Reproduce exactly the lines from the one containing "like (834, 782)." through the last line of the data, both ends included.

- - - -

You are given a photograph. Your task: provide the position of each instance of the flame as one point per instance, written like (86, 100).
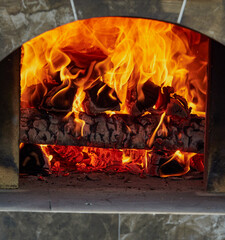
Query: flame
(151, 139)
(124, 53)
(60, 67)
(183, 159)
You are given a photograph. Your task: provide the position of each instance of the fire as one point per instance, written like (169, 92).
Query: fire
(124, 53)
(184, 160)
(119, 57)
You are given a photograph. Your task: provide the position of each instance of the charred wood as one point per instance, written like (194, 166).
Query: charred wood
(116, 131)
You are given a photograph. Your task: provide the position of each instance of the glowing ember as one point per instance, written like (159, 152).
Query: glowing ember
(117, 66)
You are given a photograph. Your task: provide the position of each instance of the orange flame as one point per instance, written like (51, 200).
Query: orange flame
(122, 52)
(183, 159)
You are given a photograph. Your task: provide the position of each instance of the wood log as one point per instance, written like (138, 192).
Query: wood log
(115, 131)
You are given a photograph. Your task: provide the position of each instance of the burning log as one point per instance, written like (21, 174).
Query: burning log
(116, 131)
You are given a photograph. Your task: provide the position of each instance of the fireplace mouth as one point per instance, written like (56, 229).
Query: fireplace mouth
(115, 94)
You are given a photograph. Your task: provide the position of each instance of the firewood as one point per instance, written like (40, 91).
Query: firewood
(116, 131)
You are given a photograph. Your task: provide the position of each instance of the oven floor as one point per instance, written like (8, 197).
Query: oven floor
(123, 193)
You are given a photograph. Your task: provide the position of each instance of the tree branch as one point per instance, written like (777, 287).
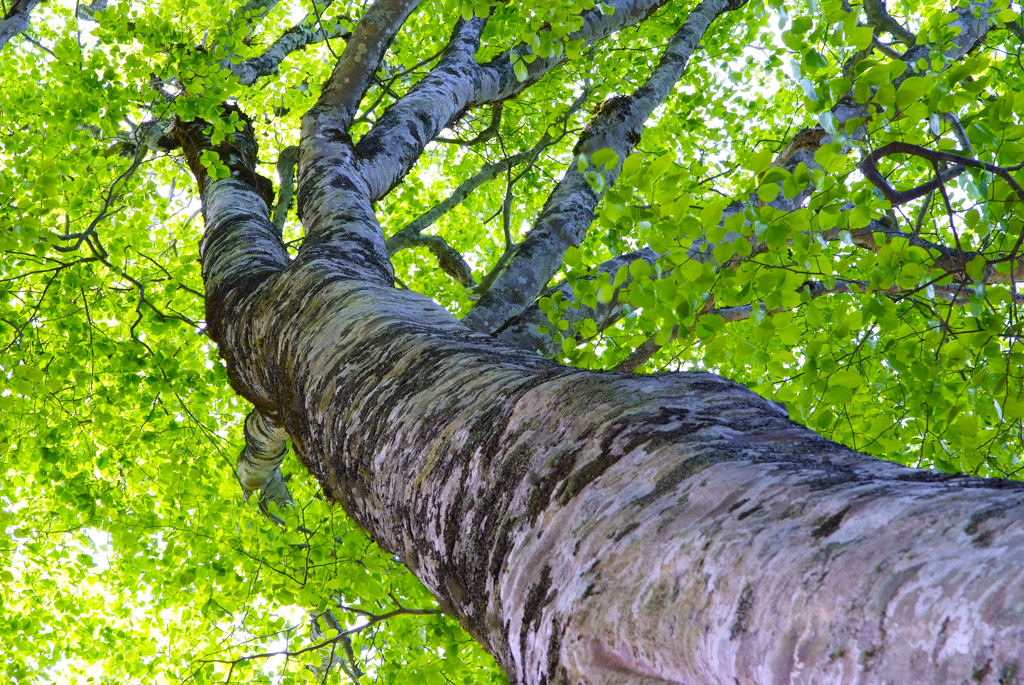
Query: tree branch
(458, 83)
(485, 134)
(569, 209)
(486, 173)
(354, 71)
(896, 198)
(523, 331)
(297, 38)
(880, 18)
(266, 444)
(952, 295)
(448, 257)
(241, 247)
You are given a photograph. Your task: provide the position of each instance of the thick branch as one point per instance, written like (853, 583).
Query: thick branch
(308, 32)
(880, 18)
(354, 71)
(569, 209)
(241, 247)
(266, 444)
(286, 172)
(459, 83)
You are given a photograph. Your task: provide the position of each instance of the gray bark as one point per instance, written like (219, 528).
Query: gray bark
(589, 527)
(569, 210)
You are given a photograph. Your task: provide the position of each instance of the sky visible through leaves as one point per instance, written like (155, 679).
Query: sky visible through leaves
(129, 553)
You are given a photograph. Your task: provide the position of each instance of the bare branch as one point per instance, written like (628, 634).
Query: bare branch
(880, 18)
(485, 134)
(951, 294)
(458, 83)
(306, 33)
(266, 444)
(524, 332)
(286, 172)
(486, 173)
(896, 198)
(354, 71)
(569, 209)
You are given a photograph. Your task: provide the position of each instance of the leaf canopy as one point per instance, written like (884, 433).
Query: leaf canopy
(129, 554)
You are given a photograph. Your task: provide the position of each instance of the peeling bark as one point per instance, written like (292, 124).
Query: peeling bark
(593, 527)
(569, 210)
(585, 526)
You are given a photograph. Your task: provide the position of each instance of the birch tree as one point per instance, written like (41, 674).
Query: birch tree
(619, 342)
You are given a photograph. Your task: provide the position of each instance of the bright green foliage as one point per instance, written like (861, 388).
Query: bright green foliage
(129, 554)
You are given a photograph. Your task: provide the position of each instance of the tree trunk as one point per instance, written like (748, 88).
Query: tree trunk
(589, 527)
(600, 527)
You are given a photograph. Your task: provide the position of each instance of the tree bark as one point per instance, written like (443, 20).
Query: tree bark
(589, 527)
(597, 527)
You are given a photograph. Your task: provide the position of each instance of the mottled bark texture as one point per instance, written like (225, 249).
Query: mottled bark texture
(589, 527)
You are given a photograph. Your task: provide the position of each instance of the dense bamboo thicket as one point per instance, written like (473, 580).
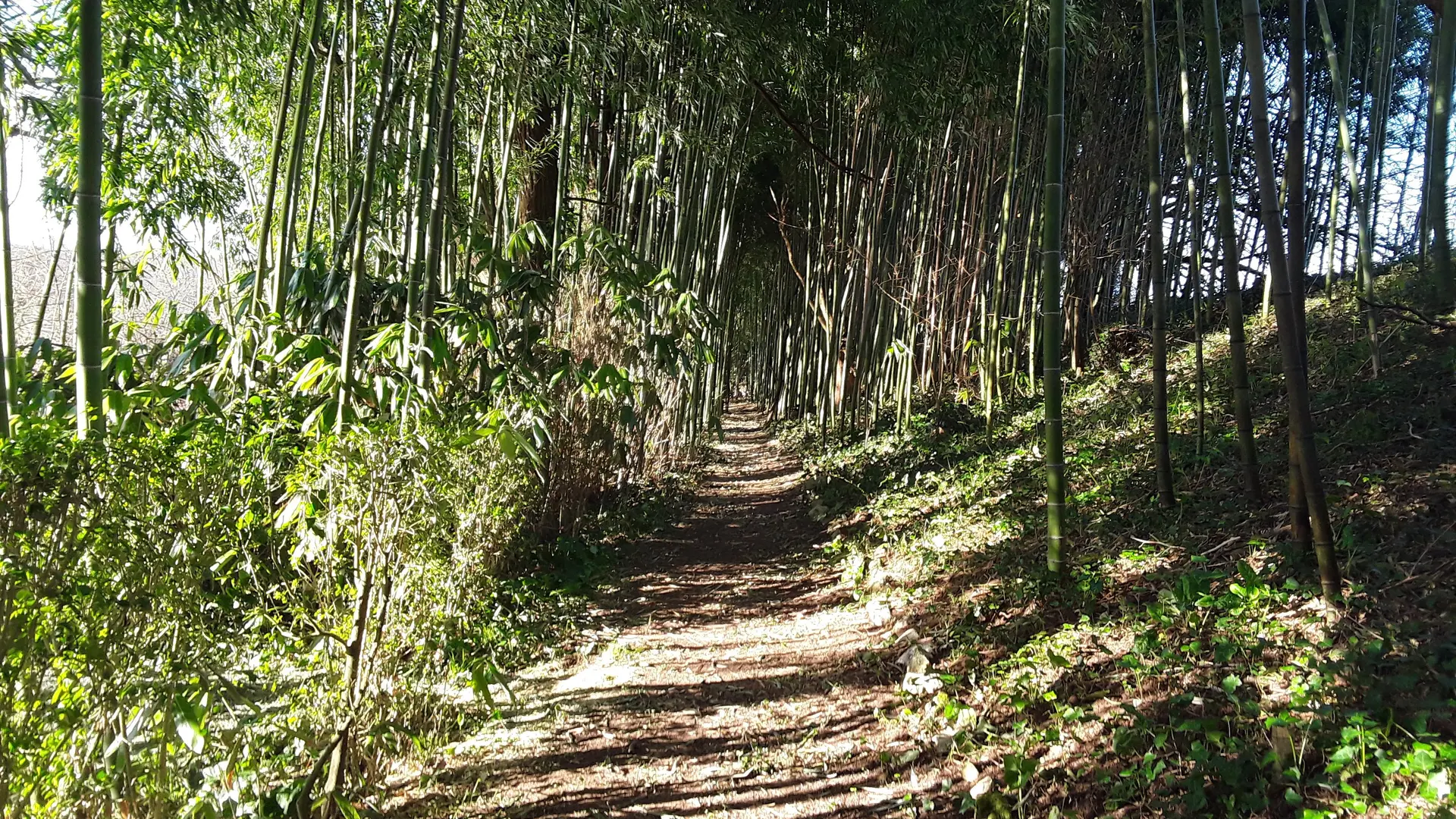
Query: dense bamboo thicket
(471, 271)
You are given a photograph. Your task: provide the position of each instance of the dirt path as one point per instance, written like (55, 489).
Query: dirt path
(731, 679)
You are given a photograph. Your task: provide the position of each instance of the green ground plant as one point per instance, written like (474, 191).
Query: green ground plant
(1187, 664)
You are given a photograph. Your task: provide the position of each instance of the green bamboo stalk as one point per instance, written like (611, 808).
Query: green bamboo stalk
(1359, 200)
(1294, 197)
(1436, 190)
(89, 331)
(992, 379)
(293, 183)
(1155, 257)
(50, 278)
(9, 357)
(1229, 249)
(360, 253)
(274, 156)
(1296, 381)
(1194, 216)
(1052, 283)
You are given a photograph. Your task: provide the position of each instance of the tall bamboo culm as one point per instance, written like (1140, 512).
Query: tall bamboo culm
(1296, 382)
(1053, 199)
(1229, 253)
(88, 226)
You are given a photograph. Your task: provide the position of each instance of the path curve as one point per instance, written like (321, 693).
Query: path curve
(731, 679)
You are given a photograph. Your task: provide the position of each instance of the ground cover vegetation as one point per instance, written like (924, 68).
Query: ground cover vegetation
(1187, 664)
(475, 279)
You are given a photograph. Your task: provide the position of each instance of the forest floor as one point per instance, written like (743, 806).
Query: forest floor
(730, 676)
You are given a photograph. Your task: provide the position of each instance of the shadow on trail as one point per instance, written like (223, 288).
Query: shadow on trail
(733, 682)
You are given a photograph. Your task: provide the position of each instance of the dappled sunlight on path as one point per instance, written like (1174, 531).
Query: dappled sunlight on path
(730, 681)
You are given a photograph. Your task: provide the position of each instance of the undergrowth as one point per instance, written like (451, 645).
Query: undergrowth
(1185, 665)
(187, 618)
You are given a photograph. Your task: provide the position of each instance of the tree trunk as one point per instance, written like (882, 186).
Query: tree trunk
(89, 419)
(1052, 284)
(1296, 382)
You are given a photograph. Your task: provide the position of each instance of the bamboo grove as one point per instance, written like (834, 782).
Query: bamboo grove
(576, 229)
(851, 232)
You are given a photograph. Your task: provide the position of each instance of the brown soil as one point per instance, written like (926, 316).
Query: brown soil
(731, 679)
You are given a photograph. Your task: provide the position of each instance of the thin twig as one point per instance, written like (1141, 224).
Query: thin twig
(804, 137)
(1404, 312)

- - - -

REPLY:
You are given a photograph. Your task: provide the position of each instance of the bamboo grove as one point per instance, written like (834, 782).
Query: bamboo grove
(576, 229)
(851, 232)
You are given a photograph. Your task: provide the position of each instance of the brown soil as one point per instance, written like (926, 316).
Query: brown soil
(731, 679)
You are given a photograph. Your task: provide the position of each instance of the thin twig as one point per instance, written like (1141, 224).
Query: thin twig
(804, 137)
(1404, 312)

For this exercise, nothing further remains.